[Text under study]
+===+

That means the 30.5 million jobless Americans who were receiving the benefit will go their first week without the $600 check.
“On certain issues we made progress, on certain issues we’re still very far apart,” treasury secretary Steven Mnuchin told reporters on Capitol Hill after leaving a meeting with Democratic leaders on Friday without a deal or short-term fix.
On Monday, Senate Republicans rolled out their stimulus bill, which included reducing the federal unemployment benefit bonus—which is paid on top of state benefits—from $600 to $200 per week for the next two months. After that period, the benefit would transition into covering 70% of the unemployed person’s previous income, up to a max of $500, through the end of the year,
As debate ensues on the wider stimulus plan, Republicans pushed Thursday to pass a short-term extension of the $600 unemployment benefit. But Democrats rejected that temporary fix.

+===+

[Data listing]
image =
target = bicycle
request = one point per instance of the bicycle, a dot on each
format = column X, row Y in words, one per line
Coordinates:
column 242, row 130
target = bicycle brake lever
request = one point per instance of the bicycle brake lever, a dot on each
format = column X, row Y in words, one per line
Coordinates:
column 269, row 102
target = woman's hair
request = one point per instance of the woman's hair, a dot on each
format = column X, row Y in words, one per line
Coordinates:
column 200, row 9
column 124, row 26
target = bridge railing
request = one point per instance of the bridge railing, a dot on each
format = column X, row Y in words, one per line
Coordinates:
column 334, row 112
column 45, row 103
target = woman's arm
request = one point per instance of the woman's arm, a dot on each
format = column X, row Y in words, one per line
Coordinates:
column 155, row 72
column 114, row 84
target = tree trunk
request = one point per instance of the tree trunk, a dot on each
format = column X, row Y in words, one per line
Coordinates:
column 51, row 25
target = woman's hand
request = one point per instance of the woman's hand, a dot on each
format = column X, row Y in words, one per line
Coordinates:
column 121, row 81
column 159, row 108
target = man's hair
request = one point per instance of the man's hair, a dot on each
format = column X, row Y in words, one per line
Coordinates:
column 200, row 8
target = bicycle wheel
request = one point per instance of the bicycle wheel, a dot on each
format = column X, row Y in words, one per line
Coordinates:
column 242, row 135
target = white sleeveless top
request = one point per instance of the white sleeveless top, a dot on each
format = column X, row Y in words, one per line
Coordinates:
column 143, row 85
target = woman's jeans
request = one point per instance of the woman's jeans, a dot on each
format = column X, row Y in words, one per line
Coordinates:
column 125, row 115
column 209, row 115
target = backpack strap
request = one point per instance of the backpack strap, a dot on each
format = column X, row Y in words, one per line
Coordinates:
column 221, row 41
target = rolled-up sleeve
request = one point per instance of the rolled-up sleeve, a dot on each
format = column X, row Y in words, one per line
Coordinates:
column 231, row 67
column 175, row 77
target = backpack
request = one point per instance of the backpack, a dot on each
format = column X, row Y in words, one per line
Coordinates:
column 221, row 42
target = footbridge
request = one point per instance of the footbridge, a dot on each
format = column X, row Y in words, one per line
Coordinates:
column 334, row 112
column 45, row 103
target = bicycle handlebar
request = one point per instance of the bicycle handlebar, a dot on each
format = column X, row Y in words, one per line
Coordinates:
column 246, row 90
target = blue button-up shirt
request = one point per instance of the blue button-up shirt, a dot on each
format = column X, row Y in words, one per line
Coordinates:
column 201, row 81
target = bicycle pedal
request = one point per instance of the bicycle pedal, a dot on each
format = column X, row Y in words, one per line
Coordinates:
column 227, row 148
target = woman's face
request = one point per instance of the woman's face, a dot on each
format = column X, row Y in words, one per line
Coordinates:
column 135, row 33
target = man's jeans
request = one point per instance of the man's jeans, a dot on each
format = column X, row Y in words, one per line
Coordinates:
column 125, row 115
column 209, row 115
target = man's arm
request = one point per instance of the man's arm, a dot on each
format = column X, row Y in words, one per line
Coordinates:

+===+

[Goal of the exercise]
Reproduce the entire unemployment benefit passage word for word. Work only from the unemployment benefit passage.

[Response box]
That means the 30.5 million jobless Americans who were receiving the benefit will go their first week without the $600 check.
“On certain issues we made progress, on certain issues we’re still very far apart,” treasury secretary Steven Mnuchin told reporters on Capitol Hill after leaving a meeting with Democratic leaders on Friday without a deal or short-term fix.
On Monday, Senate Republicans rolled out their stimulus bill, which included reducing the federal unemployment benefit bonus—which is paid on top of state benefits—from $600 to $200 per week for the next two months. After that period, the benefit would transition into covering 70% of the unemployed person’s previous income, up to a max of $500, through the end of the year,
As debate ensues on the wider stimulus plan, Republicans pushed Thursday to pass a short-term extension of the $600 unemployment benefit. But Democrats rejected that temporary fix.